§ TESTO DI PARTENZA:
DA “businessinsider.com”

A cura di M.B.

Riserve ittiche ai minimi

L’ONU continua a denunciare il depauperamento dei mari, saccheggiato da mezzo secolo di pesca selvaggia: la situazione rischia di trasformarsi presto in un disastro ambientale con il 90% delle riserve ittiche con un surplus di pescato. Oltre al danno per l’ecosistema ci sarebbero pesanti ripercussioni su coloro che lavorano nel settore della pesca, per il 97% nei paesi in via di sviluppo (in totale 60 milioni di persone). Per questo motivo nel 2015 nell’ambito dell’Agenda 2030, 193 nazioni si sono impegnate a sottoscrivere 17 “Sustainable Development Goals” tra cui “Life Underwater”, l’articolo numero 14, volto alla protezione della fauna e la flora marina. In quella sede è stato stabilito che l’unico metodo efficace per mettere un freno allo scempio dei mari è il taglio dei sussidi alla pesca entro il 2020. Le agevolazioni sul gasolio marino portano alla formazione di flotte sempre più grandi, colossi che sono responsabili dell’85% del pescato mondiale ma che danno lavoro solo al 10% dei pescatori, mentre solo le briciole vengono lasciate al restante 90%, i più poveri proprietari di modesti pescherecci, i meno responsabili dunque per il disastro ambientale causato nei mari. Il punto della situazione lo si è fatto lo scorso luglio in una due giorni a Ginevra, l’Oceans Forum, dove ONU e FAO agiscono da coordinatrici. La priorità è continuare sulla strada dei tagli ai sussidi, ma molti paesi sembrano essersi già messi sulla strada giusta, come Malta, Maldive, Ecuador e Perù, che stanno incrementando le buone pratiche per la pesca sostenibile e puntando su settori alternativi come acquacultura e produzione di alghe per consumo alimentare.

§ IL PROBLEMA: Come riassumeresti in due frasi il testo sulle riserve ittiche?

§ VOCI ESTRATTE:
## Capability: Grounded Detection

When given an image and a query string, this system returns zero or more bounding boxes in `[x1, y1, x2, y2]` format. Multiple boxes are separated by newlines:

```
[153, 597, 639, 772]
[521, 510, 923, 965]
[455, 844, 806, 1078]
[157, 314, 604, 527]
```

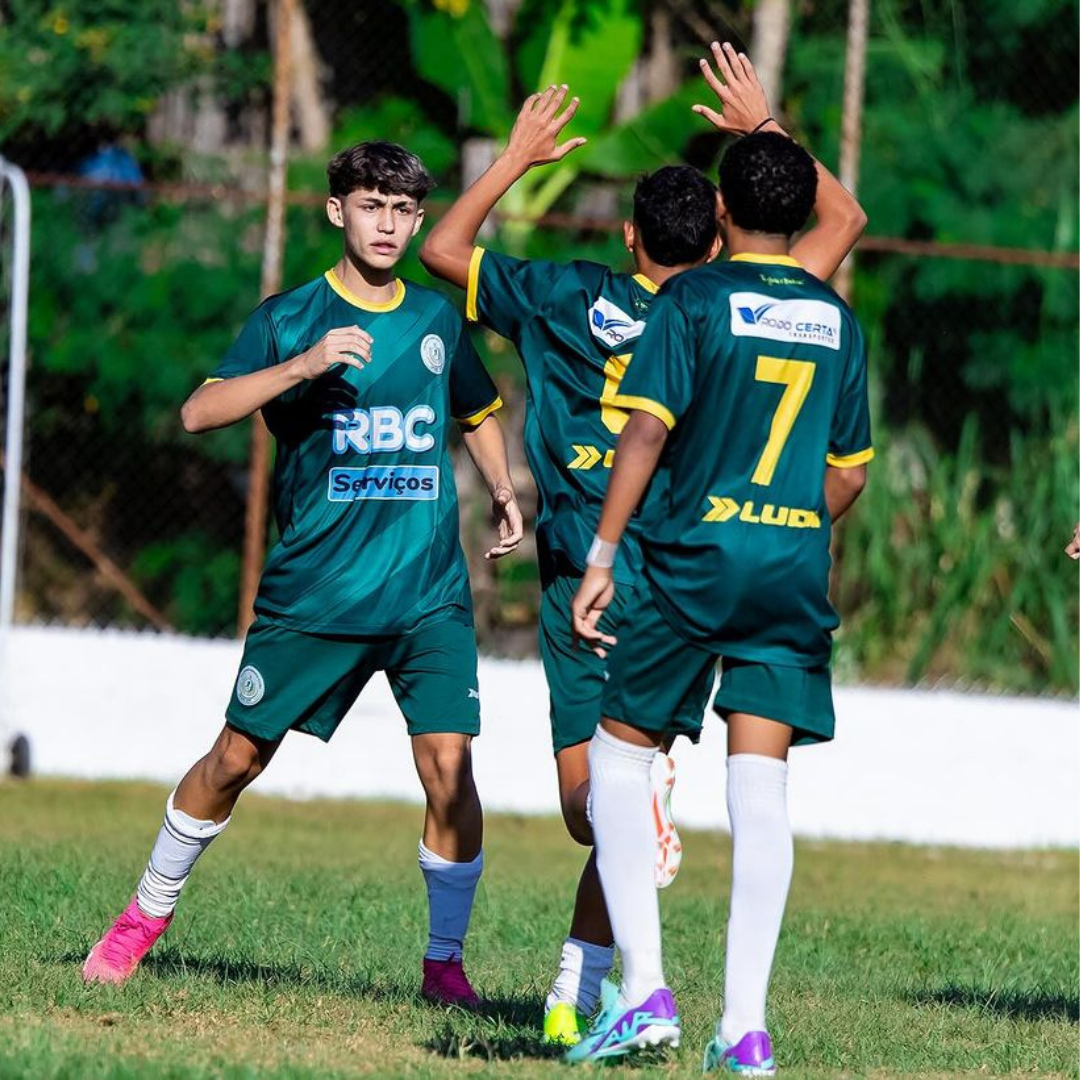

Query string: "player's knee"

§ AREA DI RISPOSTA: Secondo l'ONU, mezzo secolo di pesca selvaggia ha impoverito i mari, al punto che il 90% delle riserve ittiche ha un surplus di pescato, con danni per l'ecosistema e per i 60 milioni di persone che lavorano nel settore, quasi tutte nei paesi in via di sviluppo. Nell'ambito dell'Agenda 2030 il taglio dei sussidi alla pesca entro il 2020 è stato indicato come l'unico metodo efficace, perché le agevolazioni sul gasolio favoriscono grandi flotte responsabili dell'85% del pescato mondiale, e paesi come Malta, Maldive, Ecuador e Perù stanno già puntando su pesca sostenibile, acquacultura e alghe per consumo alimentare.